# What the task asks
Retype all of the entries precisely.

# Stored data

□ □ □ □ □

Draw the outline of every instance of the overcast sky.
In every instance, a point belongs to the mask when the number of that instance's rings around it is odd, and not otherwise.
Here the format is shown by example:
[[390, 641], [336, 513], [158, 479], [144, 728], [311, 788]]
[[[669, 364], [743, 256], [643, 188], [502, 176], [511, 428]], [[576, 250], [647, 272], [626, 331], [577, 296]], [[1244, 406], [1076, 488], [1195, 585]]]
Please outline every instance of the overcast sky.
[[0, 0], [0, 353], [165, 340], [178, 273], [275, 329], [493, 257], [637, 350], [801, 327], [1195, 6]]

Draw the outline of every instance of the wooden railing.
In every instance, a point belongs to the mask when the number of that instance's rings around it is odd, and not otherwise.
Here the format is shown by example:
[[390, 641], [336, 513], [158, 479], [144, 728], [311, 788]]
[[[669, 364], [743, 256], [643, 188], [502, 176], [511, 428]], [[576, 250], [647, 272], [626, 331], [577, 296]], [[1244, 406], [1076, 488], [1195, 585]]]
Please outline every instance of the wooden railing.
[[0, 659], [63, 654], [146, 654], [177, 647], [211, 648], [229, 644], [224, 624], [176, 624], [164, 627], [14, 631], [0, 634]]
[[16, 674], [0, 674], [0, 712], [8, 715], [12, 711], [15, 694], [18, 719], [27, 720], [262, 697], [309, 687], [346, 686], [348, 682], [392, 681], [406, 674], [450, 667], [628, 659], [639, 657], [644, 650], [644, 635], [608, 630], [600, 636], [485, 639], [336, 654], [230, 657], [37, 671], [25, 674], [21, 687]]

□ □ □ □ □

# Task result
Draw the outline of every instance of the overcast sky.
In every instance, a point belongs to the mask when the number of that instance's rings around it is odd, and not otherwise.
Here the format is shown by example:
[[390, 641], [336, 513], [158, 479], [144, 728], [311, 788]]
[[[669, 364], [743, 256], [643, 188], [502, 176], [511, 428]], [[576, 250], [647, 272], [626, 331], [577, 296]], [[1244, 406], [1076, 488], [1195, 585]]]
Please outline every instance of the overcast sky.
[[0, 0], [0, 353], [165, 340], [178, 273], [275, 329], [493, 257], [637, 350], [801, 327], [1195, 6]]

Draw the outline of every instance of the wooden railing.
In every instance, a point belongs to the mask when the number of that instance's rings around it is odd, and not otherwise.
Here the format is shown by example:
[[390, 641], [336, 513], [158, 479], [144, 728], [311, 788]]
[[[669, 364], [743, 256], [643, 188], [502, 176], [511, 428]], [[576, 250], [647, 272], [626, 331], [577, 296]], [[1244, 406], [1076, 488], [1195, 585]]]
Please outline every instance of the wooden railing.
[[0, 659], [63, 654], [146, 654], [177, 647], [211, 648], [229, 644], [224, 624], [176, 624], [164, 627], [14, 631], [0, 634]]
[[16, 674], [0, 674], [0, 712], [8, 715], [12, 711], [15, 694], [18, 719], [27, 720], [262, 697], [309, 687], [346, 686], [348, 682], [392, 681], [406, 674], [450, 667], [628, 659], [639, 657], [644, 650], [644, 635], [608, 630], [600, 636], [485, 639], [336, 654], [230, 657], [37, 671], [25, 674], [21, 687]]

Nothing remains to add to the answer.